## start PROVIDED MATERIAL

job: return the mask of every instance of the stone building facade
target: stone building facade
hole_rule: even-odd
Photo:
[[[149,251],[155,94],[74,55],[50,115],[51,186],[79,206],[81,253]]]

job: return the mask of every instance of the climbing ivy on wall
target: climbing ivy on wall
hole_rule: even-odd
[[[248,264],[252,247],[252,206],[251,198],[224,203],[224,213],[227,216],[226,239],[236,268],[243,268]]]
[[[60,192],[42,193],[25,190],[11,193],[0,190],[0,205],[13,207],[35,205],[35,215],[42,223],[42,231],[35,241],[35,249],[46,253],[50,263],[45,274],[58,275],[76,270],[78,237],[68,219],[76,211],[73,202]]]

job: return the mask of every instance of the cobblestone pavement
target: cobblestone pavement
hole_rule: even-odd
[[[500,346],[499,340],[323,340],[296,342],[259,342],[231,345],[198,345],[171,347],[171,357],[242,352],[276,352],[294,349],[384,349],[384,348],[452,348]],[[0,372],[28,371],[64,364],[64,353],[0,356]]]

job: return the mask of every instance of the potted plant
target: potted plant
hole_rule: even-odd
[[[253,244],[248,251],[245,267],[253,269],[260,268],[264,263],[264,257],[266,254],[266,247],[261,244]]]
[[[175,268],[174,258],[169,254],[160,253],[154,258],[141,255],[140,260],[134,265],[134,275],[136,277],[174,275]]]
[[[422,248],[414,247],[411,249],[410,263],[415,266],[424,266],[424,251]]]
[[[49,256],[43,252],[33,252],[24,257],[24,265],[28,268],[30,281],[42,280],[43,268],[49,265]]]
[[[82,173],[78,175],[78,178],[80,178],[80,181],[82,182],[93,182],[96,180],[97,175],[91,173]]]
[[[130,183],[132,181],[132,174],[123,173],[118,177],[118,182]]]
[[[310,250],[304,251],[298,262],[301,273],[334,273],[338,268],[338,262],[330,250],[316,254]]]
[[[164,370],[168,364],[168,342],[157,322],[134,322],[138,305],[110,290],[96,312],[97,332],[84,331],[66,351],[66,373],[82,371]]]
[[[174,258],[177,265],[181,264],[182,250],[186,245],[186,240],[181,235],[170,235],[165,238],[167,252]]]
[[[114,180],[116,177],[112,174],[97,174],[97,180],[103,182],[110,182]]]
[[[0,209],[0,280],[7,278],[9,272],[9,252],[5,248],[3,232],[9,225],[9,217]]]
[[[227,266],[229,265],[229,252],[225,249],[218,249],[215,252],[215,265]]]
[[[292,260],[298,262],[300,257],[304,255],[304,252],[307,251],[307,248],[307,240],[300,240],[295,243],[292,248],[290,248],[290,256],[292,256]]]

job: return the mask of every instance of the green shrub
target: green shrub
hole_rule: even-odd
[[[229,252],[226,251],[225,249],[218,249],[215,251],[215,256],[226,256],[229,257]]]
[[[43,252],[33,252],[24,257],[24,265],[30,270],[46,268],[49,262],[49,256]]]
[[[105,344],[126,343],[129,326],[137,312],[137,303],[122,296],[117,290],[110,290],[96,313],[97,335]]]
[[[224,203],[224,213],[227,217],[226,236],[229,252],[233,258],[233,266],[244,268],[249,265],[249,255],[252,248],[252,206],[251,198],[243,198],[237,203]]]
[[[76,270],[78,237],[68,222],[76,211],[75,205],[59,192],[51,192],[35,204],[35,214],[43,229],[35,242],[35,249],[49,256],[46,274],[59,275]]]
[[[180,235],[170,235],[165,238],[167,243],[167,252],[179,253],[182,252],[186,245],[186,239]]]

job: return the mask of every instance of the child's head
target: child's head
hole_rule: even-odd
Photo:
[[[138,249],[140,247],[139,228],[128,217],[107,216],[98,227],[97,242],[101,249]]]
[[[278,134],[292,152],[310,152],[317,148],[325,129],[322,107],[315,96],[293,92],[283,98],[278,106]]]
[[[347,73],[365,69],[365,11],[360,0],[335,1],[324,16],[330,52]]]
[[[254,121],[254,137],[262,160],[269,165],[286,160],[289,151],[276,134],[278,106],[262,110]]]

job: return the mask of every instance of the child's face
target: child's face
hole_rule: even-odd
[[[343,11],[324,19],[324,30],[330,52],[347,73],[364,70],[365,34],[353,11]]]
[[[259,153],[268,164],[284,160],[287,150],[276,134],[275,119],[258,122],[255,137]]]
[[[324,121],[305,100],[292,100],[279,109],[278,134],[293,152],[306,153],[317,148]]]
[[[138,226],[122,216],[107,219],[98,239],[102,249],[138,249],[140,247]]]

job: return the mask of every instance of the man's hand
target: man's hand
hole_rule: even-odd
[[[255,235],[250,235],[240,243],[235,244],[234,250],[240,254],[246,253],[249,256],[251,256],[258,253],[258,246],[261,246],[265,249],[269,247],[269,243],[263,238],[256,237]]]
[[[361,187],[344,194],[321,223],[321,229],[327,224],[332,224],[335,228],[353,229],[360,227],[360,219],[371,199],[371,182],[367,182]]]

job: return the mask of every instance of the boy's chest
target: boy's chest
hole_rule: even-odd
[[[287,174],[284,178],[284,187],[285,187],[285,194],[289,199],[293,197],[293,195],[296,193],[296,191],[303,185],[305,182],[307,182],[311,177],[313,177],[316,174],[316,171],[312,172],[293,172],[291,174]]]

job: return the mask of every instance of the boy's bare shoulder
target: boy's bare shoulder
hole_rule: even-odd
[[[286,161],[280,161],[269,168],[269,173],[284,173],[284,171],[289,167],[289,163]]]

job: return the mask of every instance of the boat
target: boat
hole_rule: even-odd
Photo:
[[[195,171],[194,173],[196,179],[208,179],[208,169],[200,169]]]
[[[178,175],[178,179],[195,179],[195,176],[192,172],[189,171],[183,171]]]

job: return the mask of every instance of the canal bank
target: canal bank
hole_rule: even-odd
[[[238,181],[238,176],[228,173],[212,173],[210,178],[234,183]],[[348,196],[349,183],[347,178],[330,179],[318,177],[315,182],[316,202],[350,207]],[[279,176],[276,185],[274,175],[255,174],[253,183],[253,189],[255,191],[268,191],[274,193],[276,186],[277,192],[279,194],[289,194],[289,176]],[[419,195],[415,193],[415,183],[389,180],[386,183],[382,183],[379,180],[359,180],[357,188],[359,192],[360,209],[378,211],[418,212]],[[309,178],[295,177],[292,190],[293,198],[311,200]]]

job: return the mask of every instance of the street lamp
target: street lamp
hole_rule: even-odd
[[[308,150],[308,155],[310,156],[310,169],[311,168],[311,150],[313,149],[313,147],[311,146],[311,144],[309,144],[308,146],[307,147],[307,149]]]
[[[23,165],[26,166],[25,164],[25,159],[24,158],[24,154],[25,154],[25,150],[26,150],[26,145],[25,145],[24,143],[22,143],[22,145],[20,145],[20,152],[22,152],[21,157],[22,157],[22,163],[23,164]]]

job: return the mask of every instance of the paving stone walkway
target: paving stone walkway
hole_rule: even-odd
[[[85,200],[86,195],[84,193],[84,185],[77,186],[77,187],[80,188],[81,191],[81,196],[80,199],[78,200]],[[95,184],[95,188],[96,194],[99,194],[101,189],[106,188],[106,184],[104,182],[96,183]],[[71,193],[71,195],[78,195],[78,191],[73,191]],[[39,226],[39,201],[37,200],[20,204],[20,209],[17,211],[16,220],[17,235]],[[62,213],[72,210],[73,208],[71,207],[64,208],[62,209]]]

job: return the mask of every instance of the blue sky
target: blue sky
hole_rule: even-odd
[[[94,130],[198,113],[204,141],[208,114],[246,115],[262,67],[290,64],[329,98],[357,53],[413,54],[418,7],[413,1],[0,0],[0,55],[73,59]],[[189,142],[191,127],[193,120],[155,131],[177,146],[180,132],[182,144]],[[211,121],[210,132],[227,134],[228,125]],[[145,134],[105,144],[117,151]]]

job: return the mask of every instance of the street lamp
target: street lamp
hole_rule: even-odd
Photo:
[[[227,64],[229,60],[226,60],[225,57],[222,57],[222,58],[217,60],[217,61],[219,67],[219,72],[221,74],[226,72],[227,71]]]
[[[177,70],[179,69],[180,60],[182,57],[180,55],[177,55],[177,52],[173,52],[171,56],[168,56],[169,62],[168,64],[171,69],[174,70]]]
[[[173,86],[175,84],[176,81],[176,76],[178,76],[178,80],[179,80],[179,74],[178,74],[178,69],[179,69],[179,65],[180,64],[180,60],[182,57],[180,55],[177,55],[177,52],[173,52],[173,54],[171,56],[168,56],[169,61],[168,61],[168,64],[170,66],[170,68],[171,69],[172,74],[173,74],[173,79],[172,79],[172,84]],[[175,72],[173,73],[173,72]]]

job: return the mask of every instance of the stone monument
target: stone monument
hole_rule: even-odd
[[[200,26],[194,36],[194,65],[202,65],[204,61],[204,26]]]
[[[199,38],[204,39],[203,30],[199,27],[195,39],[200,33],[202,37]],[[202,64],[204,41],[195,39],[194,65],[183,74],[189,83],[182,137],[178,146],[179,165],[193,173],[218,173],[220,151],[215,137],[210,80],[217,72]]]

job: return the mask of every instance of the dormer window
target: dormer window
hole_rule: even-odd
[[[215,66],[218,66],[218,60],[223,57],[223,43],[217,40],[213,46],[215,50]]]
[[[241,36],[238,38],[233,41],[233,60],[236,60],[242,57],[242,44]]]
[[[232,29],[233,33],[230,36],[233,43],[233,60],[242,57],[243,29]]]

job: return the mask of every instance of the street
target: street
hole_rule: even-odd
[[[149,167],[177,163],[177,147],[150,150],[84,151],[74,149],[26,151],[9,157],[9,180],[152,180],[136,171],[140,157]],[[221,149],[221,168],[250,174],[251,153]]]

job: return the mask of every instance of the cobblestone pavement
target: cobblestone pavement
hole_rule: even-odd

## end PROVIDED MATERIAL

--- GIVEN TASK ---
Pull out every line of the listing above that contains the string "canal", and copy each one in full.

--- THE REPLY ---
job: return the mask of every instance of the canal bank
target: canal bank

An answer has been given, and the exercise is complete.